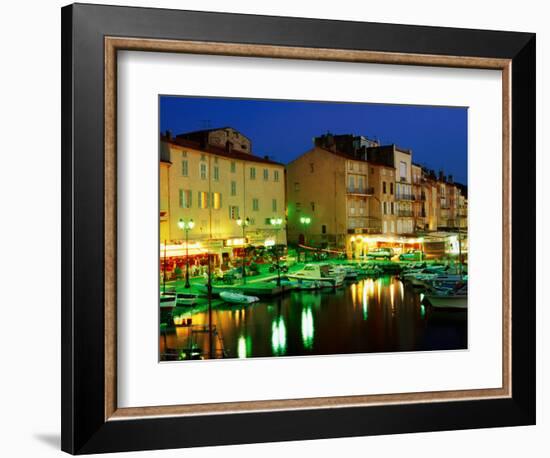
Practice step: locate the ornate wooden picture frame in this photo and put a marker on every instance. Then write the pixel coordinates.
(92, 36)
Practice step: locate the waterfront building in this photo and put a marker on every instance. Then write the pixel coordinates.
(334, 191)
(401, 201)
(419, 199)
(213, 178)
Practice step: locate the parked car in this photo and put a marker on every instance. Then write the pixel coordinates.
(381, 253)
(412, 255)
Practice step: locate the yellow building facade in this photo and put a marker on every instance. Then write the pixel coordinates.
(214, 188)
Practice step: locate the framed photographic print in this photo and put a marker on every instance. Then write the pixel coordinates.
(282, 228)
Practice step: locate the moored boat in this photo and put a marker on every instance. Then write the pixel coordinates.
(449, 299)
(187, 299)
(167, 300)
(237, 298)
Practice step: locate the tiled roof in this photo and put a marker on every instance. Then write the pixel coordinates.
(210, 149)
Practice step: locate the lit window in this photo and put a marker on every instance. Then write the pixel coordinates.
(185, 198)
(216, 200)
(203, 199)
(233, 212)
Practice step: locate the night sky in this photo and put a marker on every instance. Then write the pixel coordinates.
(285, 129)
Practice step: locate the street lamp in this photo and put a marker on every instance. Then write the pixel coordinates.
(186, 226)
(305, 220)
(276, 223)
(243, 223)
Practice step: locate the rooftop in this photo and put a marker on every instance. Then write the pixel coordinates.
(218, 151)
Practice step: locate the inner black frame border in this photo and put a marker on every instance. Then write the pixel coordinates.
(84, 429)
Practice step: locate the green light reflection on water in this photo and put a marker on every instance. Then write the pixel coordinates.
(365, 304)
(278, 336)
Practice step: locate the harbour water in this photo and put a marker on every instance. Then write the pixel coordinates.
(368, 315)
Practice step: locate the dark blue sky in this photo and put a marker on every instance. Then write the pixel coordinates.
(285, 129)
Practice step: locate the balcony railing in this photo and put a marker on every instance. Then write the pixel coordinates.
(404, 213)
(366, 225)
(404, 197)
(363, 191)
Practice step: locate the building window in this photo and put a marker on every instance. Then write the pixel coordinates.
(185, 198)
(233, 212)
(203, 199)
(216, 200)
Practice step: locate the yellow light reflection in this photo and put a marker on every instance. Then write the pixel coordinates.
(278, 336)
(365, 304)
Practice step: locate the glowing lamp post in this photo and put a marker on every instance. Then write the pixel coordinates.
(305, 221)
(186, 226)
(276, 223)
(243, 223)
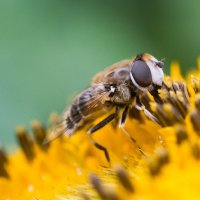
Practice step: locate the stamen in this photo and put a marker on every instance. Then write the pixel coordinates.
(25, 142)
(3, 162)
(104, 192)
(40, 134)
(124, 179)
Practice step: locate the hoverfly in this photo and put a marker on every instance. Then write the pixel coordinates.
(114, 90)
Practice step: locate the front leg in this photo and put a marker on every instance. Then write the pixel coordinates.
(122, 124)
(140, 106)
(100, 125)
(154, 92)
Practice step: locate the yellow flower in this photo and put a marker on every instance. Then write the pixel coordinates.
(72, 168)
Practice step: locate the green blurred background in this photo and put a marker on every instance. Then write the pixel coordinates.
(50, 49)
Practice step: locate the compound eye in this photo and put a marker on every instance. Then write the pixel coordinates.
(141, 73)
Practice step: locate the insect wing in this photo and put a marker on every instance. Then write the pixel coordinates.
(87, 105)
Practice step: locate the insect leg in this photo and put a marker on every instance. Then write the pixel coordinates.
(102, 148)
(140, 106)
(121, 125)
(97, 127)
(103, 122)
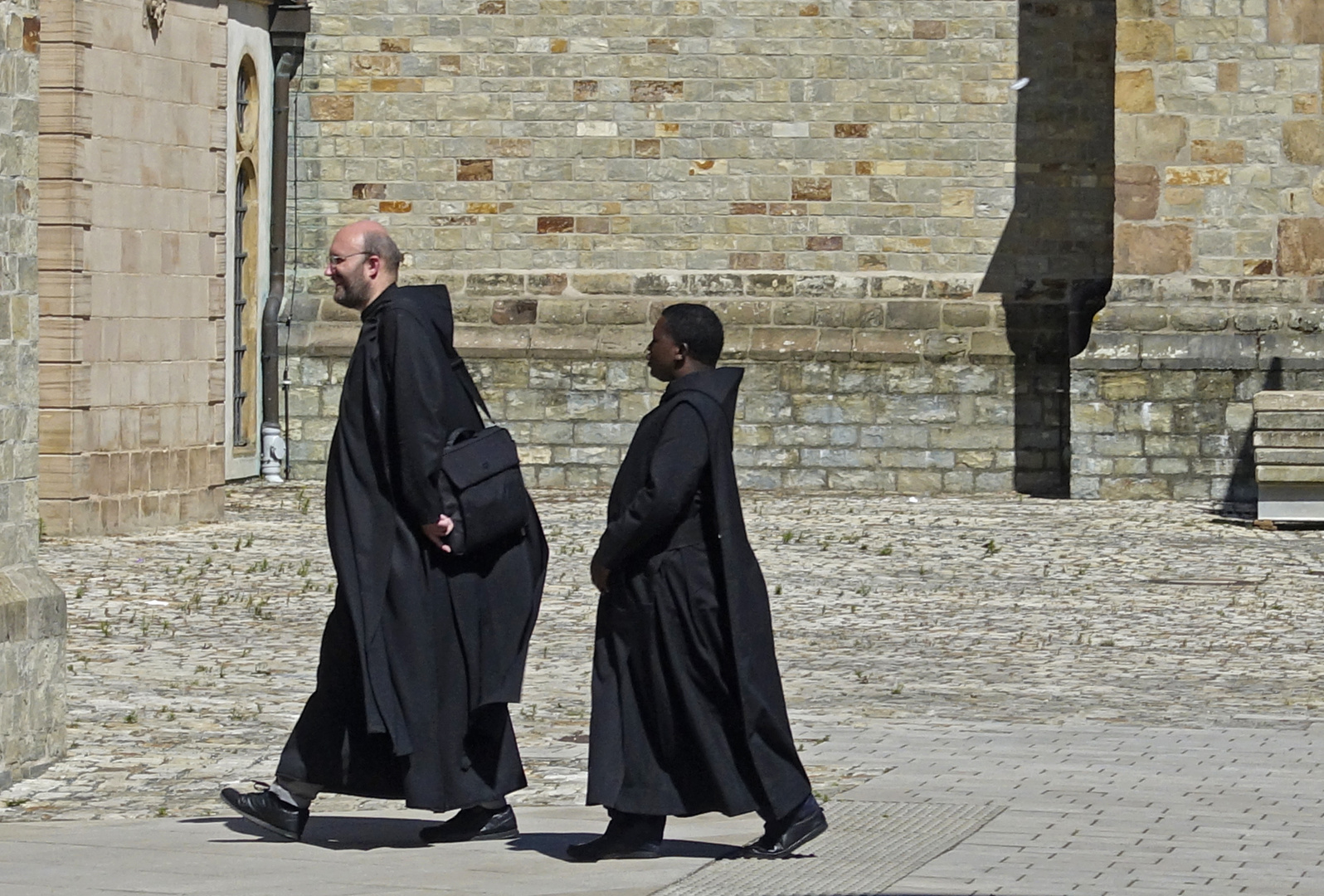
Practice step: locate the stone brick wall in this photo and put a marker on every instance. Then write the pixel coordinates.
(832, 179)
(1219, 246)
(553, 135)
(133, 222)
(566, 167)
(31, 605)
(908, 392)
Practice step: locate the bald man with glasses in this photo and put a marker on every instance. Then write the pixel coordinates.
(424, 650)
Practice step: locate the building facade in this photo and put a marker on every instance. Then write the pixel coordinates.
(908, 213)
(32, 608)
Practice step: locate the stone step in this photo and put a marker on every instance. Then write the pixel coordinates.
(1288, 438)
(1288, 418)
(1288, 473)
(1302, 457)
(1288, 402)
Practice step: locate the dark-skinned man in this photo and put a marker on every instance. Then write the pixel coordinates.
(422, 650)
(689, 715)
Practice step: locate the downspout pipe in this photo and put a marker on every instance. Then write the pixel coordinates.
(289, 27)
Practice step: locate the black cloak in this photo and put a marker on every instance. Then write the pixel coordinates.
(689, 713)
(422, 650)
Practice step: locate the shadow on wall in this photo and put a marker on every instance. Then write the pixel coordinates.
(1054, 261)
(1242, 491)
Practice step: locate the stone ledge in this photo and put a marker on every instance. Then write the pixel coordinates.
(326, 339)
(1288, 402)
(1190, 351)
(1185, 287)
(706, 285)
(32, 606)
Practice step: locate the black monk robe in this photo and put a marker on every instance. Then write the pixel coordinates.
(688, 709)
(422, 650)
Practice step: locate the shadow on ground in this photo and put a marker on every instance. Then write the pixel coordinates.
(553, 846)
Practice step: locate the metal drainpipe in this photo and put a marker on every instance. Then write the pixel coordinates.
(290, 22)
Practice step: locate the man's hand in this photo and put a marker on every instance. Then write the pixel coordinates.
(440, 529)
(600, 575)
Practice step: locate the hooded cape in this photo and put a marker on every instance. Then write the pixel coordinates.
(689, 715)
(422, 650)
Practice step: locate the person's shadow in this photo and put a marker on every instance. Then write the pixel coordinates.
(359, 833)
(553, 846)
(333, 831)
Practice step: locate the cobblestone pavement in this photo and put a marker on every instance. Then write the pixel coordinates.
(191, 651)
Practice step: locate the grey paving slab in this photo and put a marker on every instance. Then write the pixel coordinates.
(340, 855)
(1146, 735)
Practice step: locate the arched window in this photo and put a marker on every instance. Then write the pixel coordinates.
·····
== Task ==
Reproduce only those lines of the entries above that run from the line with "Practice step: locate the shadow on wall" to the final line.

== Written response ==
Practice step: locate the shadow on wall in this photo and put a marker on every instance. Then write the pixel coordinates.
(1054, 261)
(1242, 491)
Practice step: locate the stone ledge in this photo and put a marker on every instance. Then write the pixel coordinates.
(326, 339)
(1288, 402)
(1190, 351)
(1185, 287)
(706, 285)
(32, 606)
Practice step: locate the black monk robe in this photo and put a marker on every instance. Then write the pixel coordinates.
(688, 709)
(422, 650)
Practice step: locate the shadow on ground in this photo and put a marker on every instance. Then write the pixel coordinates.
(553, 846)
Practice step: locate the metal drainpipe in this photo and put a marker on every instance. Then write the pixel coordinates.
(290, 22)
Practice step: locate the man's hand in this photo and put a marker on every instance. Then write the pixel coordinates.
(440, 529)
(600, 575)
Practice step: locate the hooded cape in this photo and put a marker on every instance. Then write the pixel coordinates.
(689, 715)
(422, 650)
Practice step: locate the person's shadow in this photo and put a marker on every instance. Then write the pixel coordinates.
(359, 833)
(553, 846)
(333, 831)
Practice step: locate the cobblestone pavement in this photo and put a marker on every instance. Then write the pixel coordinates.
(191, 651)
Practice step: locate the grey paving slab in this photo and put a marker on every instance. Then write the pixel coordinates.
(340, 855)
(1146, 735)
Practice step: locate the arched window in this photo and put a marker on every instance. Then write the pixel coordinates.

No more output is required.